> INSTRUCTIONS FOR THE TASK
Produce as output only the lines below starting at the line with "Where can the shadow" and continuing through the line with "Where can the stone viaduct", each one exactly as written.

> RECORDS SHOWN

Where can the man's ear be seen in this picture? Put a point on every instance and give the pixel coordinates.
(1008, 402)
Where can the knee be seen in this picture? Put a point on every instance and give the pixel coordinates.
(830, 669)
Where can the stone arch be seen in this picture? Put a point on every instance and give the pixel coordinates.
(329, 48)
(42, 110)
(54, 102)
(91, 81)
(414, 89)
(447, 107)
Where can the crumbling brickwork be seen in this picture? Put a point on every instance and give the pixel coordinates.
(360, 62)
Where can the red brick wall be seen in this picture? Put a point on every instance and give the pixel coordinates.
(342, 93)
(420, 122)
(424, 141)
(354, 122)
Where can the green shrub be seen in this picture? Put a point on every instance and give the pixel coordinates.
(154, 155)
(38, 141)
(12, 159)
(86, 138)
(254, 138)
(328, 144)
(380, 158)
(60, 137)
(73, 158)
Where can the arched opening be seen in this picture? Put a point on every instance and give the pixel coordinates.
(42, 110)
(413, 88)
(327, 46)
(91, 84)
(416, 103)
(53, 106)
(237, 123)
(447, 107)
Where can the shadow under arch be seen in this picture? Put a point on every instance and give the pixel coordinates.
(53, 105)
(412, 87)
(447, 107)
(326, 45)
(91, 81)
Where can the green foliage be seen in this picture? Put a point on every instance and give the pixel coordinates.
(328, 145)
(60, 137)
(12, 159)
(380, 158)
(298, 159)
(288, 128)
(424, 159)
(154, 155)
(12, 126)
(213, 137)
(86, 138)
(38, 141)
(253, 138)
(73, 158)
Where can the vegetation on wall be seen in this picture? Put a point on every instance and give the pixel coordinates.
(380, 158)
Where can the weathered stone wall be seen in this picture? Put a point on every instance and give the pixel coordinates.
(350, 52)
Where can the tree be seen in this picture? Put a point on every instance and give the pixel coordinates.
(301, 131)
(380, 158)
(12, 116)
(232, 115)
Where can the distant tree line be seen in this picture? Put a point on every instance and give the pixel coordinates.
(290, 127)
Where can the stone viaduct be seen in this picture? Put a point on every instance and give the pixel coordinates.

...

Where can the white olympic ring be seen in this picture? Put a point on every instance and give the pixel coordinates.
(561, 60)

> EXERCISE SOLUTION
Where can the shadow under arch be seen in this picture? Put a point on every instance and give the pixel coordinates.
(53, 105)
(412, 87)
(447, 107)
(326, 45)
(91, 81)
Where can the green foliage be seen in this picture? Put a point on every instance and give the pixel coordinates.
(328, 145)
(60, 137)
(12, 159)
(380, 158)
(298, 159)
(288, 128)
(424, 159)
(154, 155)
(12, 126)
(213, 137)
(86, 138)
(38, 141)
(253, 138)
(73, 158)
Where can the vegetation on wall be seen in this picture? Put a point on every instance and give the pixel coordinates.
(380, 158)
Where can the weathered stone wall be seen in this picture? Put a point on every instance and give the pixel coordinates.
(350, 52)
Where can the tree be seen in this picture? Put a point on every instance and give the pixel coordinates.
(301, 131)
(380, 158)
(12, 116)
(232, 115)
Where can the distant tree line be seen in this picture? Put a point on every instance and give the pixel coordinates.
(290, 127)
Where can the stone viaduct be seen in this picture? Put a point on every instance and give the pixel coordinates.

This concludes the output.